◆ 課題 ◆
本文の内容を2文で要約してください。

++++ 本文

屈辱を歓喜に変えた。前日4日、奈良市内での練習に96回大会準々決勝で東福岡に逆転負けした先輩4人が激励に来た。あの試合、残り19分で12点リードだった。「“勝った”と思った。それが隙やった」と1人が言い、1人が「勝ってええねんで。俺らは守りに入った。最後まで攻めてくれ」と言った。

花園で4度目の準決勝。もう壁を越える力があった。昨年度に部員が初めて100人を突破、現在123人に増えた。FW平均体重が今より約6キロも重い超大型FWを擁した昨年度は力勝負で8強止まり。現チームは「スキル、戦術、いろいろ必要だった」と湯浅泰正監督(56)が言う。

今大会期間中、部員中心で約2時間半のミーティングを重ねた。歴代チームで初の自主性を見せ、スタメン、リザーブの差のない登録選手30人全員で戦える集団を作り上げた。

東福岡に勝つために、持てる力を出し切った。ロック本橋は前半8分、FW勝負で先制トライを決めた。控えNO8堀田が相手ラインアウトを分析。194センチの田島だけに狙いを絞った。前半28分、BKの展開力を生かし、WTB中川が決めたトライは、ハーフライン付近の敵ラインアウトを本橋がスチールして始まった。後半23分には相手ラックからターンオーバー、SH宮尾がドンピシャでパスを出し、フランカー四宮が飛び込んだ。

花園で初めて東福岡に勝った。湯浅監督は「ただ子どもたちをほめてやりたい。自分は“やったな”というだけで。なんか冷静で」と笑って首をひねった。「楽しくて、うれしいゲームで、あっという間の時間でした」が本音だ。決勝は桐蔭学園。花園で1度戦い、97回大会準々決勝で負けた。初の決勝の舞台で、東福岡と同じ、越えるべき壁に挑戦する。【加藤裕一】

◆両校の花園対戦メモ 18年1月3日の第97回大会準々決勝で対戦。初めてAシードとして出場した京都成章が、14-36で敗北した。開始2分にCTB西川虎が先制トライ。前半を14-14で折り返したが、激しい雪が降る後半に、桐蔭学園が3トライを決め勝利した。

++++++++
++++ 記録の抜粋

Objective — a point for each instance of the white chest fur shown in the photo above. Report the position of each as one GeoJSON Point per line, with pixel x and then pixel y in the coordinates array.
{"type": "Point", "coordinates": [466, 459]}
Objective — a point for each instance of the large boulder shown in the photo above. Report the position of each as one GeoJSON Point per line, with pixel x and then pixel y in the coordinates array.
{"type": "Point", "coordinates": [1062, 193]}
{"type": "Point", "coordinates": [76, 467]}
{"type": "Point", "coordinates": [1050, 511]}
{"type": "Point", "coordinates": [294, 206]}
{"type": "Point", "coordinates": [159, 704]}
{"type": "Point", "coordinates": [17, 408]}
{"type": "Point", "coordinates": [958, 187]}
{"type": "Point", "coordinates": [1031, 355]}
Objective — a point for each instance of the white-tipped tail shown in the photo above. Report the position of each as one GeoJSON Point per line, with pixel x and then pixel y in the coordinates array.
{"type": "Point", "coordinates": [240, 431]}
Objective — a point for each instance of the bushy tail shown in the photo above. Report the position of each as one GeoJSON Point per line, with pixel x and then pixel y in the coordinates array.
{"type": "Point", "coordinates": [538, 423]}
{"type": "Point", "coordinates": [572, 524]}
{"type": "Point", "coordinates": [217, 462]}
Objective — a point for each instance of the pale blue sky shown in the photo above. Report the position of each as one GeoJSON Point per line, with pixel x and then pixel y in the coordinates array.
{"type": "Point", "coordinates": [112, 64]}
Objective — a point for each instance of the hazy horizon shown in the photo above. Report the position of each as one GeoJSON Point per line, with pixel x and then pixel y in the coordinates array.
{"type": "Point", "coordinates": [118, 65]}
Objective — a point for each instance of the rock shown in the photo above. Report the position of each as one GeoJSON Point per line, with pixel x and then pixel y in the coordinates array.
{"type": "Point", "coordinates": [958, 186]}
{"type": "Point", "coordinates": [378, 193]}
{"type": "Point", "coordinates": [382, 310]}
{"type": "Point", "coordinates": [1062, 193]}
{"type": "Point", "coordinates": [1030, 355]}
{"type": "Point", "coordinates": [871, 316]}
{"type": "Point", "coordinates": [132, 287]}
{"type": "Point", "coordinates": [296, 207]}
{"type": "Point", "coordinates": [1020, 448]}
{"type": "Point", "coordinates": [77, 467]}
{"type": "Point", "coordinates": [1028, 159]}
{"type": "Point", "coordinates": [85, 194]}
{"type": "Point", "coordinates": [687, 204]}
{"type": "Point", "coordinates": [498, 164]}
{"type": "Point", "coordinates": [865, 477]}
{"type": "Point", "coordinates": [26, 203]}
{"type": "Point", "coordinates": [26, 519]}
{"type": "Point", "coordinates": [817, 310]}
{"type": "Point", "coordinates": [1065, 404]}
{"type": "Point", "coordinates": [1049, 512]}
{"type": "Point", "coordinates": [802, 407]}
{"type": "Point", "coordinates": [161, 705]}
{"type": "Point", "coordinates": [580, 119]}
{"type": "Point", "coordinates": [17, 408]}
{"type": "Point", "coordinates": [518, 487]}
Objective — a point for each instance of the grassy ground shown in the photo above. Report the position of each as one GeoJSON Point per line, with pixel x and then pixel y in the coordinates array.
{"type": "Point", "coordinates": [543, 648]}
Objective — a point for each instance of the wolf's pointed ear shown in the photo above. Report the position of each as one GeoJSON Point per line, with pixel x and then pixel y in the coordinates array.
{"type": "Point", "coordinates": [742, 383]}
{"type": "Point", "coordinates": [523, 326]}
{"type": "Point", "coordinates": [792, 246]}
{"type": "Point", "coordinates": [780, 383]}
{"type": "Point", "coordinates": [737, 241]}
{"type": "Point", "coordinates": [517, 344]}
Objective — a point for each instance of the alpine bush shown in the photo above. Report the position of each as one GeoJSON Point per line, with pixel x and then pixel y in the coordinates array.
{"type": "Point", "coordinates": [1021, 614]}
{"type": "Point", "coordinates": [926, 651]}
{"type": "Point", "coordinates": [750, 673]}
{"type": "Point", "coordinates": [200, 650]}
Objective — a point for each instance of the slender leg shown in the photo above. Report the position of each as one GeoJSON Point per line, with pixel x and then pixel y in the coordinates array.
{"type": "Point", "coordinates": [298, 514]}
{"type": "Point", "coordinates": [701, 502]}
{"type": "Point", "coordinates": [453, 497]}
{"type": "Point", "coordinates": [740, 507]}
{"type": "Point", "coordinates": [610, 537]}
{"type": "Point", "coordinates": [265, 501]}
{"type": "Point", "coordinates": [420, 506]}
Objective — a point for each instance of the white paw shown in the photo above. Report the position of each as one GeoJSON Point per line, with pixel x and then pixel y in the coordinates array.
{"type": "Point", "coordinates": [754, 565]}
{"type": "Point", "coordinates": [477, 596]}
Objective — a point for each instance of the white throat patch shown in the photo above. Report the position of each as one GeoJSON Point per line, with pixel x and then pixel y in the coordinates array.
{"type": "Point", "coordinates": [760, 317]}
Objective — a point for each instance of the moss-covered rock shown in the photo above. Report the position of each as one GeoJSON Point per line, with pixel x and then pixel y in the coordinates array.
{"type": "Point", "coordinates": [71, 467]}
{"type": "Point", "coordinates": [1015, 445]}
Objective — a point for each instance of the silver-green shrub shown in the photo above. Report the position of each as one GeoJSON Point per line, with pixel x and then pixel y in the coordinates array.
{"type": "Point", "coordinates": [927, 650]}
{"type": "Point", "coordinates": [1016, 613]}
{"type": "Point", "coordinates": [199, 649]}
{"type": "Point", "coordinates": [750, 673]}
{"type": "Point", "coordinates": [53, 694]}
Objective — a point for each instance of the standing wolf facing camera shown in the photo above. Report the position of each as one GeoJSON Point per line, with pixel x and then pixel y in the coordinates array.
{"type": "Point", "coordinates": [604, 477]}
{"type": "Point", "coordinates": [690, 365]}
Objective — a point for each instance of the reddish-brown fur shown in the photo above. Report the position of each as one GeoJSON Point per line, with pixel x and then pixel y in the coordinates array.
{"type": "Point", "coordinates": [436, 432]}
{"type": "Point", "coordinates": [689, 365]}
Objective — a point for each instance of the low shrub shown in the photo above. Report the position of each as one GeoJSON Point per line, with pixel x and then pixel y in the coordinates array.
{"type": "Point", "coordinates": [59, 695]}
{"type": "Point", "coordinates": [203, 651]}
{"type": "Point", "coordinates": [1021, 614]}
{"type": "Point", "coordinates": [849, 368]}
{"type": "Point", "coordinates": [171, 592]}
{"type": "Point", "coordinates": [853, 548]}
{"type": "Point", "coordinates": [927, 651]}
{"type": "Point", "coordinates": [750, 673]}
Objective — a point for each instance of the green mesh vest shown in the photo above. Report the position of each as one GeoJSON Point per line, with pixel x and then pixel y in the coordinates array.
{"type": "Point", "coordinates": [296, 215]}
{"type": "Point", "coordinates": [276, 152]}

++++++++

◆ 解答 ◆
部員中心のミーティングを重ね、登録選手30人全員で戦える集団を作ったチームが、花園で4度目の準決勝に臨み、本橋、中川、四宮のトライなどで東福岡に花園で初めて勝った。初の決勝では、97回大会準々決勝で敗れた桐蔭学園に挑む。